*Document section*:
###

Timothy L. McMurtry: It was DALU 19806. I was a union steward. And there was committees within the union. What they did for the community was the community where we worked at we had like neighborhood Christmas parties. We had coat drives. When I say neighborhood Christmas party we'd have kids from the neighborhood come to the union hall and a Christmas party.

Boys got gifts, girls got gifts and candy and stuff, little food, you know. 00:14:00Just stuff like that to kind of endear us to the neighborhood as opposed to ostracize us from the neighborhood. And that was pretty much a lot of the neighborhood involvement. We participated in a thing called Laborfest.

On Labor Day all the unions would get together and have an activity. As other unions did community things. There wasn't no stuff like we got now where you go out and build houses and stuff. It was just that your union would show up and deliver stuff to various little organizations in the community. Just little things like that.

Jameel Russell: Did more African-Americans specifically come over to the union 00:15:00when the plants closed down and all those jobs were taken away from them? Did they come to the union and basically have a say about what was going on?

Timothy L. McMurtry: No.

Jameel Russell: No? Why not? Why do you think?

Timothy L. McMurtry: Well --

-- generally speaking the union had two functions. One function was to make sure that the work rules were observed and utilized by the company. The other function of the union was to not let a whole bunch of knuck heads that did not know how to demonstrate that they wanted and needed jobs to lose those jobs.

00:16:00

And people got shortsighted. They could always see somebody who they felt should not be there be served by the union more than they could see the union making sure that the work rules was enforced by the company. And so then, therefore, they became like I wouldn't say ostracized, they just didn't see a need for the union.

Much like today. People don't understand what happened to really make unions necessary. What made unions necessary was the fact that you had never in the 00:17:00history of mankind where you had a benevolent employer. Even this guy with this credit cards billing company with his under 40 employees that was in the news recently talking about, hey, I'm going to take a make everybody make at least $70,000 a year.

Okay, you say, hey, that's a benevolent employer. Nah, because it's a shrewd business plan. You endear the people to you, you have them forever, and hopefully they'll give you three or four times production than they was giving 00:18:00you prior to doing that. But even there I'd imagine there are some instances where people think that their rights are being violated, and there's a need for somebody to step up and say it.

###

*Information shown*:
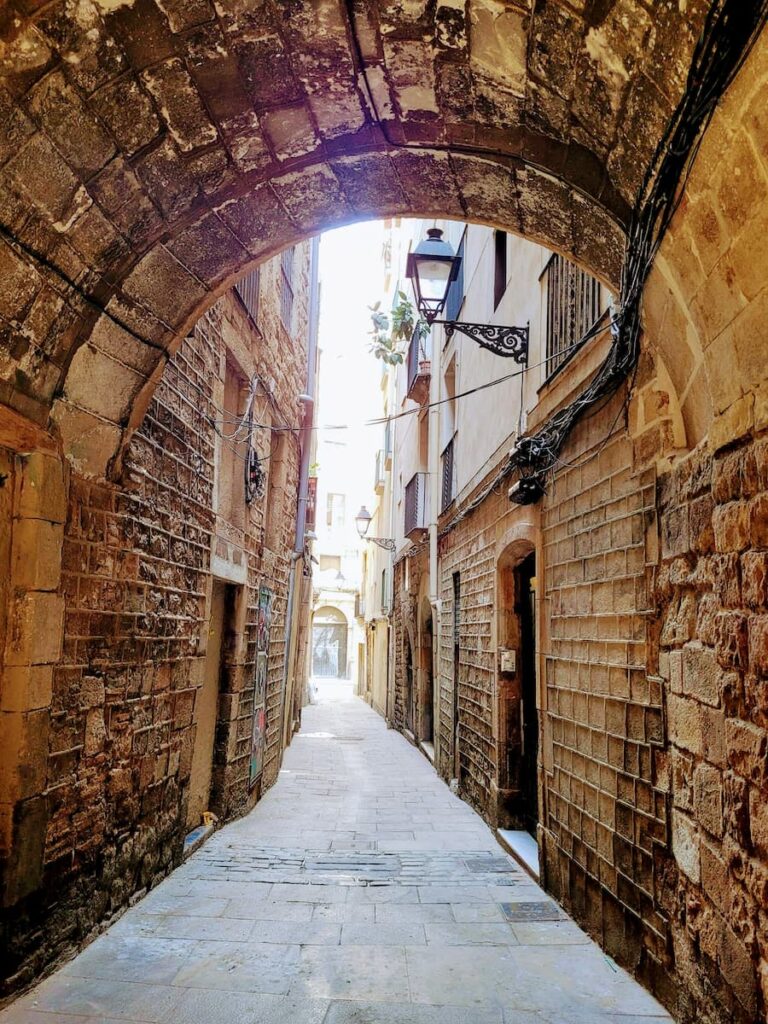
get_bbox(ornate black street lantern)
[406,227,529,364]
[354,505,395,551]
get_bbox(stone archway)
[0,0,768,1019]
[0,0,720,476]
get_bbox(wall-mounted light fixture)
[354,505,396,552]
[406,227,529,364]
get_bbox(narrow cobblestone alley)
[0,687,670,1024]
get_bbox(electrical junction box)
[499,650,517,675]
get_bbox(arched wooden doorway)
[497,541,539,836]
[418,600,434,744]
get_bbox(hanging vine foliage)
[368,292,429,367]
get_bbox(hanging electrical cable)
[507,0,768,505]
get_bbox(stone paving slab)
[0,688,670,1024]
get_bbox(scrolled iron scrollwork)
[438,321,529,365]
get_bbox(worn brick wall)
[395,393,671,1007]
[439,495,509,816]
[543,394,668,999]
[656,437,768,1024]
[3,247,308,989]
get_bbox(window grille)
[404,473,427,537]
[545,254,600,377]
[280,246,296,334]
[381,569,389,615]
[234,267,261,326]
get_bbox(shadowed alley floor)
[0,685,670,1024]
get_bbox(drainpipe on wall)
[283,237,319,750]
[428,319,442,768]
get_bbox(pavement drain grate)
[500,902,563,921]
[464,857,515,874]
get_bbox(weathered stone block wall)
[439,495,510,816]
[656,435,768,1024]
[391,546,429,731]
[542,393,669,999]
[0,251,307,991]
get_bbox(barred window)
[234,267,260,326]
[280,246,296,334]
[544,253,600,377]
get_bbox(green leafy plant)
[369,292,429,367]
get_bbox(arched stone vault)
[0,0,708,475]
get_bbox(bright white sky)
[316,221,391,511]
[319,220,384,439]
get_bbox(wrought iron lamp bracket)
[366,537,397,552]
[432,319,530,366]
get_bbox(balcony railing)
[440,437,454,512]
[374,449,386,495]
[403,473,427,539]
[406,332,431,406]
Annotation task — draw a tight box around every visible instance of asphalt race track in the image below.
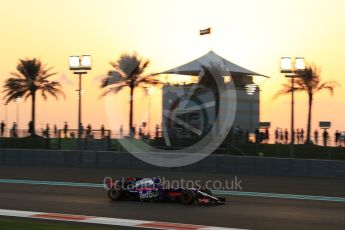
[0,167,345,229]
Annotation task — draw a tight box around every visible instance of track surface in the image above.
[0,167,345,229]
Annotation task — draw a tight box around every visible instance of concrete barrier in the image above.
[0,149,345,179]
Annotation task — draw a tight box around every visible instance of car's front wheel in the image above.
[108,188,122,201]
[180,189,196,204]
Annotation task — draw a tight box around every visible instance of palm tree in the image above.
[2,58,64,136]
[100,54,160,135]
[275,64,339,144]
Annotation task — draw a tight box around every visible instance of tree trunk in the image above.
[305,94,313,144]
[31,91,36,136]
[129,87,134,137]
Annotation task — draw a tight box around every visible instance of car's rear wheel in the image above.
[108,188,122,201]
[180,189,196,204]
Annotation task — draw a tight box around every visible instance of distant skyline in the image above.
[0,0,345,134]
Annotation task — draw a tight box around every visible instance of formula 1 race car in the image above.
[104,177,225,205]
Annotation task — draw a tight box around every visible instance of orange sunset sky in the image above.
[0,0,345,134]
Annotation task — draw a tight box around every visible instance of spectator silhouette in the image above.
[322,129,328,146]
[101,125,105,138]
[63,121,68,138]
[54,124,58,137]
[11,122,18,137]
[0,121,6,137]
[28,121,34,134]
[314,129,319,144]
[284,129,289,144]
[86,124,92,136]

###

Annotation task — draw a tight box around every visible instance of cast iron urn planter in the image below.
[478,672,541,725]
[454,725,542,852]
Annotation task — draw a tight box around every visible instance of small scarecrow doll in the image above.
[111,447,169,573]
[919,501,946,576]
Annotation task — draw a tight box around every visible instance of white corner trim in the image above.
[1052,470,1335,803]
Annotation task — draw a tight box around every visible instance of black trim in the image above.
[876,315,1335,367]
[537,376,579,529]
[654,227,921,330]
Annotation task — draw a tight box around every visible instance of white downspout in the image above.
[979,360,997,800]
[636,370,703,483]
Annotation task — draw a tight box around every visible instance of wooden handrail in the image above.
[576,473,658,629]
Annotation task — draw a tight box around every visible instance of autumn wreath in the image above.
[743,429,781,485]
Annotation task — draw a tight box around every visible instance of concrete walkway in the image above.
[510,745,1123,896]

###

*Complete the following*:
1 - Copy the stretch of the union interview from "And people got" through "least $70,000 a year.", word for word.
2 - Write what comes next in the union interview, starting right after its final sentence.

*Per-task outputs*:
1 -
And people got shortsighted. They could always see somebody who they felt should not be there be served by the union more than they could see the union making sure that the work rules was enforced by the company. And so then, therefore, they became like I wouldn't say ostracized, they just didn't see a need for the union.

Much like today. People don't understand what happened to really make unions necessary. What made unions necessary was the fact that you had never in the 00:17:00history of mankind where you had a benevolent employer. Even this guy with this credit cards billing company with his under 40 employees that was in the news recently talking about, hey, I'm going to take a make everybody make at least $70,000 a year.

2 -
Like you say, hey man, I'm going to go and me and the boss we cool. So I'm going to go talk to the boss and try to get more money. Ten of you are all doing the same job for the same money. Is it cool that you can go and ask the boss for more money because if he says, yeah, I'll give you more money, I'm going to take some money from three other people that you're working with to make up for the money that I'm giving you.

But you ten are still doing the same job that used to be for the same money. 00:19:00Now, what kind of animosity does that create? Neither way to even out and just make it a level playing field for all of you all. So rather than that one guy getting more money and three people more money I'll give all of you a little bit more money. These unions they came about because if you think back to the days of Ford Motor Company.

Think back to the days of Carnegie Steel when they had six and seven year olds working in factories. They'd work eight hours a day and their parents would work 16 hours a day. And you try to get away to even the playing field, and 00:20:00that's what the job of unions is supposed to be. Depending which side of the playing line field you was on it was either good for you or a detriment to you.

If you was on the side where you have to give up something for the betterment of the whole you was against it. If you was on the side where, hey, all of us together we can achieve more as a group than as an individual then you was for it. But it was never a question about the need for it. There's always a need for it. Just as you know to stop people from money grubbing. You did not not want the person you was working for to make money because you wanted the job.

In order for you to have a job, they had to make money. In order to make money 00:21:00you wanted to be able to do the things that you work for and the money you made at the same time. And so you had to, you know, drift to a union. Like now the amount of union participation is at pretty much an all time low because you've got things like right to work, and everybody thinks that that's cool.

And everybody thinks that companies have the element. You be in Tennessee and here comes a car company saying, hey, I'm going to come down here and give you all some jobs. Anybody that was working on the farms making subsistence money. I'm going to give you a couple dollars more than minimum wage money. So 00:22:00hallelujah. You be at Wal-Mart you been working 20 years you say, hey look, I can't do nothing with the money I'm making.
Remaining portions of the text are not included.